WORK TO DO. Please extract every line below that contains the string "chain", treating uppercase and lowercase letters as different.

LISTING.

-----

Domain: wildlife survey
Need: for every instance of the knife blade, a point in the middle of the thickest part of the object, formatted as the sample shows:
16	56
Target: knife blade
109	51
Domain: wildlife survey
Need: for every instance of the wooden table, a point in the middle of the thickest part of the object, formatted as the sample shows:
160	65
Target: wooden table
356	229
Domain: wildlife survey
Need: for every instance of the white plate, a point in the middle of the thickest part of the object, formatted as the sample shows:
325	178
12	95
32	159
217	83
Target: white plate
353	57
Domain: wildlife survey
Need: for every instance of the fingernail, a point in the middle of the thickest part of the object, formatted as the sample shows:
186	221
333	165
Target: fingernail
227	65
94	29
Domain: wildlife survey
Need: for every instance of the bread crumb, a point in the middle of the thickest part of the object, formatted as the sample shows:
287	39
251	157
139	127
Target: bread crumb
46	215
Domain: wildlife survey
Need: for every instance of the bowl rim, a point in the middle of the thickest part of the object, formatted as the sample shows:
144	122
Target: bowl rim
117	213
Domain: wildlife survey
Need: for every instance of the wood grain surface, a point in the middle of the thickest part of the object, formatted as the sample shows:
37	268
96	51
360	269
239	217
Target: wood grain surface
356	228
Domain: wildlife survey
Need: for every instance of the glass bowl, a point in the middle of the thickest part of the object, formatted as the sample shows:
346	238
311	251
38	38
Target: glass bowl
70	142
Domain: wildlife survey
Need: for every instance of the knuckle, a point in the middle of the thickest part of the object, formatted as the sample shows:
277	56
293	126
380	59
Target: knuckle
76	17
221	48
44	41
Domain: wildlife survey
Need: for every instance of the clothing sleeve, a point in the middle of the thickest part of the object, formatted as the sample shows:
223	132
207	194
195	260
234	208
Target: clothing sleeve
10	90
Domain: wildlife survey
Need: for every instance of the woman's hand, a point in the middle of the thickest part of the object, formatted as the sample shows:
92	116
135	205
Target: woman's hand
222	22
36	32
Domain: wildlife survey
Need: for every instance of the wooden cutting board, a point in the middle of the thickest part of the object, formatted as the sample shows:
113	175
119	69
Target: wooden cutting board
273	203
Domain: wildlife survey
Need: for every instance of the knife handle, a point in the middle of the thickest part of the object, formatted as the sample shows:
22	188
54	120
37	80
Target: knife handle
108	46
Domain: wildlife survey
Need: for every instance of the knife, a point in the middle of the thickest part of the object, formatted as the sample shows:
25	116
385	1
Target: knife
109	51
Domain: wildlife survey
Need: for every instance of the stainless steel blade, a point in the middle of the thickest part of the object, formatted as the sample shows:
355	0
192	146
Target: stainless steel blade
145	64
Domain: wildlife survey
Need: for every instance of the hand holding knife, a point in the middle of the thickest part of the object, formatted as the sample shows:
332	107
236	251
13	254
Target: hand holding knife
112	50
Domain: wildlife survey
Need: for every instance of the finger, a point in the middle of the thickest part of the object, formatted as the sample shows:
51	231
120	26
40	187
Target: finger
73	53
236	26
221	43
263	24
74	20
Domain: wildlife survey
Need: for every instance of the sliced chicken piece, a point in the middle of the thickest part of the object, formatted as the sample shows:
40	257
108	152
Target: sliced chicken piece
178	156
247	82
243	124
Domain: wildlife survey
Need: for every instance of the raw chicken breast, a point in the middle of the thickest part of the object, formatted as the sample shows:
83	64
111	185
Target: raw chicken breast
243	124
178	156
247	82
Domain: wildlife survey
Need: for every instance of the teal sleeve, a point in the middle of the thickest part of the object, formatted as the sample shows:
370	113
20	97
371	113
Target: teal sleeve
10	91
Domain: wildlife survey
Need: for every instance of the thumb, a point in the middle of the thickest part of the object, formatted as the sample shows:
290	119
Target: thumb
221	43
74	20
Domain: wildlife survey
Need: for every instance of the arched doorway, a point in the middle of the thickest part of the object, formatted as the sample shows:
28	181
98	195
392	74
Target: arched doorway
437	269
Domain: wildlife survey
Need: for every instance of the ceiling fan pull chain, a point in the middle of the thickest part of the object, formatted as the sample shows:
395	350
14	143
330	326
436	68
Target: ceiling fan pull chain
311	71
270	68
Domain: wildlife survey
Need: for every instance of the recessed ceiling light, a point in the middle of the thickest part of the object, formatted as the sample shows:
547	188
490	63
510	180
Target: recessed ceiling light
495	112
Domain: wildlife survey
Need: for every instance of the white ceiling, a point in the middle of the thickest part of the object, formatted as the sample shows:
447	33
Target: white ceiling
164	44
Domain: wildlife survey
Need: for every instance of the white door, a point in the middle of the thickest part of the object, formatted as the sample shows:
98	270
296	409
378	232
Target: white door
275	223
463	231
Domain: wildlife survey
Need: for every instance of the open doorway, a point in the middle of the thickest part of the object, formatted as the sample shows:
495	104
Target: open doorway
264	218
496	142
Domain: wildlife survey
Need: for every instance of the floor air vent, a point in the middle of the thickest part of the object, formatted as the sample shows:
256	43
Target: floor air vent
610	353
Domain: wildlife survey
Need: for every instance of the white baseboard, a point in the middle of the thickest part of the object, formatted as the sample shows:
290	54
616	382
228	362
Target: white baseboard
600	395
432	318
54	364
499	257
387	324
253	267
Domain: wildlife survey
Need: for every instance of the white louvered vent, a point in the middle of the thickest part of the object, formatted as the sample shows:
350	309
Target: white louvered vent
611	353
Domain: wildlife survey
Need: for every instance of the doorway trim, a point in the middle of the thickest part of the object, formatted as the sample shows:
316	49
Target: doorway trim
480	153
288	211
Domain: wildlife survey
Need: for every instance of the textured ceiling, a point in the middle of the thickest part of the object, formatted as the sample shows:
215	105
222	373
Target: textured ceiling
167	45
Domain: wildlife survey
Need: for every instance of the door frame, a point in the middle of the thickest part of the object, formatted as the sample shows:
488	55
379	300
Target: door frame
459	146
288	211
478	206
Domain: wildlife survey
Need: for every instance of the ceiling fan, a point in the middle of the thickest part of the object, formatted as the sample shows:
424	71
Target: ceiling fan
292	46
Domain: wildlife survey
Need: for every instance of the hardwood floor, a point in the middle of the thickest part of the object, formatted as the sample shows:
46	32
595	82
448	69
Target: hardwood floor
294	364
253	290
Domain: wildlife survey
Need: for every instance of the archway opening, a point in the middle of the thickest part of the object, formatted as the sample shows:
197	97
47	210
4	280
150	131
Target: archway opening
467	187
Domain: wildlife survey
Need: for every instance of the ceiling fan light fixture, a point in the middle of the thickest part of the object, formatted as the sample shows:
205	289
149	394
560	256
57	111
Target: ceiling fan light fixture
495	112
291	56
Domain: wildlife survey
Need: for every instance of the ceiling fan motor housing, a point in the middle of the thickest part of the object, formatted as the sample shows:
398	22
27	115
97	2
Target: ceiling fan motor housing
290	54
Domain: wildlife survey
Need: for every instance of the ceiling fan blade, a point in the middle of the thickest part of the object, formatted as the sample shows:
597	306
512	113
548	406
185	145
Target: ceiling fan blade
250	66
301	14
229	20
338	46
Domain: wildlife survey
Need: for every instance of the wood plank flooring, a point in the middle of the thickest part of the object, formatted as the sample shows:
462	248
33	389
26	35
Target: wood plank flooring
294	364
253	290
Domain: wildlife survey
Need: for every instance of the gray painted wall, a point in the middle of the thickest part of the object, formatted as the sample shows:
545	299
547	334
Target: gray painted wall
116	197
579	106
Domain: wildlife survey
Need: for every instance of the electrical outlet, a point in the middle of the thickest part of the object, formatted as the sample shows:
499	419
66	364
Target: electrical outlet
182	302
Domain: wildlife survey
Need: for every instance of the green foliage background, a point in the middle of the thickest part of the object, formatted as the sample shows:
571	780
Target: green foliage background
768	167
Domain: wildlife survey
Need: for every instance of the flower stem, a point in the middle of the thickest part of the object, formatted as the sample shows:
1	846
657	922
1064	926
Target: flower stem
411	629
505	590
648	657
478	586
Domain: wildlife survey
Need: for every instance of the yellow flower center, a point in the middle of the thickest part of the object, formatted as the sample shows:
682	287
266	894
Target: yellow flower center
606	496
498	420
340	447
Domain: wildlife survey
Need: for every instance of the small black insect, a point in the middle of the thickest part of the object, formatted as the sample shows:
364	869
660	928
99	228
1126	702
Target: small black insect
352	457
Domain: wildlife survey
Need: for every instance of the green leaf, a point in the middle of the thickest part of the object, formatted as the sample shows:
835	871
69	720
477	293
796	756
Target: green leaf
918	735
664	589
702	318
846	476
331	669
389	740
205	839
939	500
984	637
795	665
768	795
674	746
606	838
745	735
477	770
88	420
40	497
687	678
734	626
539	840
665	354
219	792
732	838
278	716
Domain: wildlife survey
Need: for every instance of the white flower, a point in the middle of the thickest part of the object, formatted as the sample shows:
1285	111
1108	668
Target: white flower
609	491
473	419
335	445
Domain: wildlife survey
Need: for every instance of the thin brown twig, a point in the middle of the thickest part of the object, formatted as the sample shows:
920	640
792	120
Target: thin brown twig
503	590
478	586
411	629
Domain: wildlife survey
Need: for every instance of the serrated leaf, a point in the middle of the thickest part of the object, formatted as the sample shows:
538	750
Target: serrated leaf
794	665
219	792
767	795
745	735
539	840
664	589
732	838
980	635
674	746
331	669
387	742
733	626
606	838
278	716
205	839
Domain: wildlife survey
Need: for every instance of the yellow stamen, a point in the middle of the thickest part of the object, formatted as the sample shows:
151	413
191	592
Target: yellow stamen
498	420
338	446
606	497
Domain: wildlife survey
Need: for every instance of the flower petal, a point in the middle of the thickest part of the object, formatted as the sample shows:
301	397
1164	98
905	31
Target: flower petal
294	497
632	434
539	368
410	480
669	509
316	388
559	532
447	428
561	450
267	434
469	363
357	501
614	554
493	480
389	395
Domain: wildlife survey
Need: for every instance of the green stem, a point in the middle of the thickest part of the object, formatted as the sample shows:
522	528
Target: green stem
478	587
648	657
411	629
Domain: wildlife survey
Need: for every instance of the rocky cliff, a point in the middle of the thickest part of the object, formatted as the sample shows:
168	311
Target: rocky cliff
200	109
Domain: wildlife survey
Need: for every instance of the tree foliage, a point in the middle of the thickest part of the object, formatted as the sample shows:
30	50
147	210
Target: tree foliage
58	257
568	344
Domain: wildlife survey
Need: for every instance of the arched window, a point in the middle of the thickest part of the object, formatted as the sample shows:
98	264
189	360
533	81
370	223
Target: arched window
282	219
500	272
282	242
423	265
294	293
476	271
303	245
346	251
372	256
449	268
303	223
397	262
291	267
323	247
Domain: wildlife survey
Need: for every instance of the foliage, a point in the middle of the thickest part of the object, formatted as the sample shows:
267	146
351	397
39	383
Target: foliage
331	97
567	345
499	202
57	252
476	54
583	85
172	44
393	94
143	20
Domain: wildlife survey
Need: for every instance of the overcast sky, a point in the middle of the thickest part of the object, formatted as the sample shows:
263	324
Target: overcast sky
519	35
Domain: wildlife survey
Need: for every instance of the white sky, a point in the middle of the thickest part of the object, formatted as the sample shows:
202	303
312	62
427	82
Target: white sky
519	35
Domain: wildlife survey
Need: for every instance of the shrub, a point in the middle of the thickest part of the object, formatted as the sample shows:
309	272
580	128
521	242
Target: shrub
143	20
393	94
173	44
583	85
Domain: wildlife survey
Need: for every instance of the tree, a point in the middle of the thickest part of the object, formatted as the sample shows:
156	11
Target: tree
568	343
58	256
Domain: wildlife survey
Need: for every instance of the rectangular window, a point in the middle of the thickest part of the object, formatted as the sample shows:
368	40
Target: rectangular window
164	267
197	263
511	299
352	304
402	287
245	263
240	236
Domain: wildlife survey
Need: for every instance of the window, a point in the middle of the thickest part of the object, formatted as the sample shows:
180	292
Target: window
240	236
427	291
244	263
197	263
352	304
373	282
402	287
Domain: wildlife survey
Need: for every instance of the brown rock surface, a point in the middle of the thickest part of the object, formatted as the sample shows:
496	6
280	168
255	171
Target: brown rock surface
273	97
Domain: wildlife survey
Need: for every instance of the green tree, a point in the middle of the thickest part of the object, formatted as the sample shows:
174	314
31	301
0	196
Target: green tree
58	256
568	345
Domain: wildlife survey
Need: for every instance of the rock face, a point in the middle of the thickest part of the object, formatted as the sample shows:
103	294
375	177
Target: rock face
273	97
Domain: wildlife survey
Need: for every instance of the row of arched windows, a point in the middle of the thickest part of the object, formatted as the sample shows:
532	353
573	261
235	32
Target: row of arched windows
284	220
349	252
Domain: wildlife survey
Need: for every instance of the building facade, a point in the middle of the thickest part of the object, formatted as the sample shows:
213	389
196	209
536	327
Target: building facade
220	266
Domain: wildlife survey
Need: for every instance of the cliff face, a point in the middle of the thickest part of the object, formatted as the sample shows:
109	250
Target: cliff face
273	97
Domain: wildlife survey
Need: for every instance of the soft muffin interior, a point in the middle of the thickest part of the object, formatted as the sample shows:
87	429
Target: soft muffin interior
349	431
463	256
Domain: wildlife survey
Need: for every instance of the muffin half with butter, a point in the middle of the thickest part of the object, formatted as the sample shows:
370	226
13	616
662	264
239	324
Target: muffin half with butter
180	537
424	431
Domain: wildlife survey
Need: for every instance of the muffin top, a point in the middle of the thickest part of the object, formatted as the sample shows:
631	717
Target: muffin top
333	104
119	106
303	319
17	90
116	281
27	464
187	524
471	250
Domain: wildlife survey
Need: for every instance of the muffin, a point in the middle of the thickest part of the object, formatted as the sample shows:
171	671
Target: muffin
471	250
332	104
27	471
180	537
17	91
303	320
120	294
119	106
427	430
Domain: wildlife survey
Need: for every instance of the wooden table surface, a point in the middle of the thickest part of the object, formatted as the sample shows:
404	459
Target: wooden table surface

-----

RESULT OF THIS EXERCISE.
Need: for every instance of the ceiling fan pull chain, a point in the middle of the thickest part of the object, formatted as the sample shows:
Target: ceiling fan pull chain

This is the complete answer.